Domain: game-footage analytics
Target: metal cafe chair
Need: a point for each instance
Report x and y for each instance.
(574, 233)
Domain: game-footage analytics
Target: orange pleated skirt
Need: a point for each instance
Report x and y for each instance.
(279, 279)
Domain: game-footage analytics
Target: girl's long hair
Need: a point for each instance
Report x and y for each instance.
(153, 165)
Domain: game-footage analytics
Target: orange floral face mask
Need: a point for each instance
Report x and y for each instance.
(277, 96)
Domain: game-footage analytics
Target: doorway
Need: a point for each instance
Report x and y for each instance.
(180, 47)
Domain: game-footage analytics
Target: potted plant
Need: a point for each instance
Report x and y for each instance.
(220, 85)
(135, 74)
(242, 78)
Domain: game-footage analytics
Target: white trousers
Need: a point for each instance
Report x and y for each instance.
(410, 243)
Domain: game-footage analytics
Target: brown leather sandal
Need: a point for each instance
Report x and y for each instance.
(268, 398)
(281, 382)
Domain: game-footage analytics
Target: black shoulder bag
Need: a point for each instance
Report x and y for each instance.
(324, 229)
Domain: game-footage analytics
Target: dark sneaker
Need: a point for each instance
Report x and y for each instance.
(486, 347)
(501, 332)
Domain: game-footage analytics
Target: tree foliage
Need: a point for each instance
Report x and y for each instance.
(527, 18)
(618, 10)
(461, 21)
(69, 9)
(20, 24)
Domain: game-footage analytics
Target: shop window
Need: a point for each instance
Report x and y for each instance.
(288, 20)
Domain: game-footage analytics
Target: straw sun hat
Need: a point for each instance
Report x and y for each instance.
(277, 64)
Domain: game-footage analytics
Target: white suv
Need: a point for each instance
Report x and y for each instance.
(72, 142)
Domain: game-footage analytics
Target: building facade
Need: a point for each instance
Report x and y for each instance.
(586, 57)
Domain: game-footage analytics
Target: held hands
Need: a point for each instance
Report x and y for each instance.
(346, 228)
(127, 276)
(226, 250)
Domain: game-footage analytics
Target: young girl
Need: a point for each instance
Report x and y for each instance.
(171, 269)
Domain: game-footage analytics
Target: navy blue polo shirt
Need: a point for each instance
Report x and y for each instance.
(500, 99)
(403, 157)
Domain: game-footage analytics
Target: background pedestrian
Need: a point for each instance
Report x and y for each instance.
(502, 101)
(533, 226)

• [Required task]:
Copy every record exactly, with nothing added or dropped.

• [Completed exercise]:
Domain: game-footage analytics
Target: metal cafe chair
Need: a point for each instance
Report x and y for each instance.
(574, 233)
Domain: game-footage analytics
Target: orange pleated skirt
Need: a point for each instance
Report x and y for each instance.
(279, 279)
Domain: game-footage analytics
Target: girl's long hair
Need: a point for each instance
Report x and y for each instance.
(153, 165)
Domain: game-footage analytics
Target: orange floral face mask
Need: a point for each instance
Report x and y for each instance.
(277, 96)
Domain: game-footage analytics
Target: doorway
Need: a point for each instance
Report x and y for each instance.
(180, 47)
Domain: game-footage analytics
Target: potted plant
Need: a point for each instance
Report x and y for each instance.
(220, 85)
(135, 74)
(242, 78)
Domain: game-footage analytics
Target: white trousers
Need: a point for each instance
Report x and y for each instance.
(410, 243)
Domain: game-footage analytics
Target: brown leather sandal
Need: a point for each instance
Report x and y for each instance.
(268, 398)
(281, 382)
Domain: game-footage analytics
Target: black shoulder bag
Need: a point for each instance
Report x and y for each instance.
(324, 229)
Domain: game-footage analytics
Target: dark sneaker
Need: a point for each instance
Report x and y for each instance.
(486, 347)
(501, 332)
Domain: game-footage analytics
Target: tree foliage
Need: a point for each instance
Report x and y for each instance.
(527, 18)
(618, 10)
(461, 21)
(69, 9)
(20, 24)
Domain: game-footage analytics
Target: shop window
Need: a point for each instance
Report x and y for each instance.
(288, 20)
Domain: game-footage analytics
Target: straw sun hat
Need: a point for each instance
Report x and y for each instance.
(277, 64)
Domain: game-footage analytics
Target: white suv
Need: a point for each instance
Report x and y for each instance.
(72, 142)
Domain: game-footage analytics
Target: building facade
Need: a point for each instance
Report x and y for each instance.
(586, 57)
Domain: game-footage analytics
Target: held hands
Need: a point for each instance
Report x and y for each instance.
(346, 228)
(127, 276)
(226, 250)
Domain: game-footage analytics
Target: young girl
Need: a point for each instance
Report x and y for each instance.
(171, 269)
Domain: game-footage analytics
Target: navy blue polo shirt
Need: a point for each instance
Report x and y for each instance.
(500, 99)
(403, 157)
Domain: game-footage analytics
Target: background pedestrian
Need: a point for each instance
Report x and y for each instance.
(502, 101)
(533, 226)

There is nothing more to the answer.